Given information |
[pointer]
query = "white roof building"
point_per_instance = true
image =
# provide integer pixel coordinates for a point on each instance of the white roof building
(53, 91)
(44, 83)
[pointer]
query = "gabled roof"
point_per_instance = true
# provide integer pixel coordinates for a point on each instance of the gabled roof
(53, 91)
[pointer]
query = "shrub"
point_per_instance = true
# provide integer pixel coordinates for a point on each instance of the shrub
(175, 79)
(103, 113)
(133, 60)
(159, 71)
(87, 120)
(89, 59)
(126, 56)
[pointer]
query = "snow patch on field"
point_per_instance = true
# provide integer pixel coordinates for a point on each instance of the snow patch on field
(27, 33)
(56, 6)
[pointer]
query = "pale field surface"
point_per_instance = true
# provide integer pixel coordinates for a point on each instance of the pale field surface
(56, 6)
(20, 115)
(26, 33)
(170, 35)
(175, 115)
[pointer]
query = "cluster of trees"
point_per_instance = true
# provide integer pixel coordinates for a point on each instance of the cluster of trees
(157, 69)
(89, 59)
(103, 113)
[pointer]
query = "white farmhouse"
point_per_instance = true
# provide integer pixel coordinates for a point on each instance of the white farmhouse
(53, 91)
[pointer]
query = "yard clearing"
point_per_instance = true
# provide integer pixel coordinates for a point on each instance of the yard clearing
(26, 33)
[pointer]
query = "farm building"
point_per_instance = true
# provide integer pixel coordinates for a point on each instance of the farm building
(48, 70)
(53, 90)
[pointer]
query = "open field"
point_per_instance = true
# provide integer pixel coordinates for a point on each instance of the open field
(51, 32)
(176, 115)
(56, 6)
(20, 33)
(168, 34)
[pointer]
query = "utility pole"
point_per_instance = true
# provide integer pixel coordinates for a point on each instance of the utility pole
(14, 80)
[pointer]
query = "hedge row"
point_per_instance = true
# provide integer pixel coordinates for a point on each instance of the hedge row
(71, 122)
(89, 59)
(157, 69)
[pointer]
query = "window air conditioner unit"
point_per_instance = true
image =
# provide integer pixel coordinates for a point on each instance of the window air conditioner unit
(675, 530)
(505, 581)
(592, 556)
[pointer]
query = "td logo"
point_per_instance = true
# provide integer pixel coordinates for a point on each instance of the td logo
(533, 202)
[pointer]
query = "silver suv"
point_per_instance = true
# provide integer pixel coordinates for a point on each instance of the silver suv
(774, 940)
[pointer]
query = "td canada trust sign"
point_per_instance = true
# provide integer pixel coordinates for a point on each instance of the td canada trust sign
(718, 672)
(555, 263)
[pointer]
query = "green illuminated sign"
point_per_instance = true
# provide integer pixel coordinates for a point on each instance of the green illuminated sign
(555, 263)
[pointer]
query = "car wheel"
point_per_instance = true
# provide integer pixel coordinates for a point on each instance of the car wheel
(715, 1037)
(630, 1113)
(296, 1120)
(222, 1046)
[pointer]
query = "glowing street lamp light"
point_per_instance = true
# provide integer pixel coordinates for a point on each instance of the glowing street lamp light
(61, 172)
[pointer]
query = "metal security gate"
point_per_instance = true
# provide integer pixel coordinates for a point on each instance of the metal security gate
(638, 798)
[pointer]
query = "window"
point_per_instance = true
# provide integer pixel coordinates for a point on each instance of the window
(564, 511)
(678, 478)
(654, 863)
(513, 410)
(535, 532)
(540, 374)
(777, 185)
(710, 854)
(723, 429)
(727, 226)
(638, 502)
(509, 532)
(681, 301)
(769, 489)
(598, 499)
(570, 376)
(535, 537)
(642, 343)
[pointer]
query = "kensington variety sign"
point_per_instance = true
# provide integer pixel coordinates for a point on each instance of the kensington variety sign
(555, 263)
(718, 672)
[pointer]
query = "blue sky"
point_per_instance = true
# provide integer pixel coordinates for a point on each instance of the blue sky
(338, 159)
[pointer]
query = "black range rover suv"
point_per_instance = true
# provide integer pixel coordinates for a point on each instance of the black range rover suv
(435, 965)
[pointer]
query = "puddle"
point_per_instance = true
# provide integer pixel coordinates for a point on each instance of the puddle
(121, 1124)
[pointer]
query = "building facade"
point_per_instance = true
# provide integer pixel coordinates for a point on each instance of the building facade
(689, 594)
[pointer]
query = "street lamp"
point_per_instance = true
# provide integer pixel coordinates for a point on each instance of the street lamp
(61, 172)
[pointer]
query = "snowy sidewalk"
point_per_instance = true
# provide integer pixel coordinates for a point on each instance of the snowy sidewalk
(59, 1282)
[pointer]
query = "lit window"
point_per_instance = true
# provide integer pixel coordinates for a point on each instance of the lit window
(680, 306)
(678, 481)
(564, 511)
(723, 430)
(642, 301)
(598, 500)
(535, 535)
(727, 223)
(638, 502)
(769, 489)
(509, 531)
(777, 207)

Exercise |
The whole set of records needs to be written out exactly.

Final answer |
[pointer]
query = "white roof building"
point_per_instance = true
image =
# provide integer pixel coordinates for a point on each instance of the white roof building
(53, 91)
(44, 83)
[pointer]
query = "gabled roof"
point_per_instance = true
# provide integer pixel coordinates for a point on each instance of the gabled roof
(53, 91)
[pointer]
query = "shrub"
point_per_instance = true
# provide integer pixel coordinates for a point on each instance of the shrub
(175, 79)
(103, 113)
(133, 60)
(159, 71)
(87, 120)
(89, 59)
(126, 56)
[pointer]
query = "snow patch on field"
point_per_instance = true
# provide integer pixel coordinates for a point on each instance of the snow patch on field
(27, 33)
(56, 6)
[pointer]
query = "pale field surface"
point_per_instance = true
# provide integer pixel coordinates for a point on each instance of the pale field surface
(56, 6)
(20, 115)
(26, 33)
(170, 35)
(175, 115)
[pointer]
query = "cluster of trees"
point_per_instance = true
# provide integer pixel coordinates for a point on each instance of the cluster of trees
(157, 69)
(89, 59)
(103, 113)
[pointer]
query = "white farmhouse"
point_per_instance = true
# provide integer pixel coordinates for a point on each instance of the white farmhouse
(53, 91)
[pointer]
query = "yard clearing"
point_per_instance = true
# provide integer pixel coordinates for a point on each instance of the yard clearing
(26, 33)
[pointer]
query = "farm building"
point_per_instance = true
# provide integer pixel coordinates for a point on each instance of the farm building
(48, 70)
(53, 90)
[pointer]
query = "open field"
point_per_instance = true
# provide integer pixel coordinates for a point on each instance of the open field
(51, 32)
(176, 115)
(56, 6)
(20, 33)
(168, 34)
[pointer]
query = "utility pole"
point_per_instance = true
# provide integer pixel coordinates for a point on each instance of the utility pole
(14, 80)
[pointer]
query = "hedge row"
point_per_instance = true
# provide integer pixel coordinates for a point on each instance of the hedge row
(71, 122)
(89, 59)
(157, 69)
[pointer]
query = "window air conditioner unit"
point_per_instance = true
image =
# provide integer pixel coordinates for a point on each instance of the window air conditioner unit
(675, 530)
(505, 581)
(592, 556)
[pointer]
query = "td logo"
point_per_instance = true
# provide integer pixel coordinates for a point on each instance of the td logo
(533, 202)
[pointer]
query = "silver suv"
point_per_instance = true
# provide integer pixel coordinates for a point on each instance of the silver suv
(774, 940)
[pointer]
query = "td canada trust sign"
point_per_instance = true
# provide integer pixel coordinates for a point on each instance of the td canada trust sign
(718, 672)
(555, 263)
[pointer]
query = "green illuminated sign"
point_per_instance = true
# provide integer pixel coordinates for a point on each instance of the green illuminated sign
(555, 263)
[pointer]
query = "car wheel"
point_per_instance = true
# provide integer pixel coordinates for a point on each instance of the car wheel
(715, 1037)
(630, 1113)
(296, 1120)
(222, 1046)
[pointer]
query = "glowing street lamp light"
point_per_instance = true
# provide integer pixel coordinates for a point on each instance of the glowing street lamp light
(61, 172)
[pointer]
query = "metal security gate"
point_per_instance = true
# provide integer pixel coordinates for a point on each instance of the metal security gate
(638, 798)
[pointer]
query = "window"
point_per_instance = true
# provide integer pixel coordinates for a point on each instance of the window
(564, 511)
(678, 478)
(654, 863)
(513, 410)
(535, 532)
(540, 374)
(777, 185)
(710, 854)
(723, 429)
(727, 226)
(638, 502)
(509, 532)
(681, 301)
(769, 489)
(598, 499)
(570, 376)
(535, 537)
(642, 343)
[pointer]
query = "kensington variety sign"
point_per_instance = true
# provide integer pixel coordinates for a point on each instance of the kensington variety sign
(555, 263)
(718, 672)
[pointer]
query = "blue sky"
point_per_instance = true
# provide integer pixel coordinates for a point on each instance of the blue sky
(338, 159)
[pointer]
query = "black range rover suv"
point_per_instance = true
# provide integer pixel coordinates for a point on each instance of the black range rover suv
(435, 965)
[pointer]
query = "puddle"
point_per_instance = true
# provide integer pixel coordinates for a point on each instance of the puddle
(121, 1124)
[pointer]
query = "building facade"
point_per_instance = true
# provide integer pixel coordinates for a point on each instance of the building facade
(689, 594)
[pointer]
query = "street lamp"
point_per_instance = true
# provide integer pixel coordinates for a point on each instance of the street lamp
(61, 172)
[pointer]
query = "snowy sidewalk"
point_per_instance = true
# provide integer pixel coordinates for a point on each instance of the snowy sidewalk
(59, 1282)
[pointer]
query = "lit window"
point_per_instance = true
# provide integer pixel coordinates for a point on each instance of the lit window
(680, 306)
(678, 481)
(564, 511)
(723, 430)
(642, 301)
(598, 500)
(535, 535)
(727, 223)
(638, 502)
(769, 489)
(509, 531)
(777, 207)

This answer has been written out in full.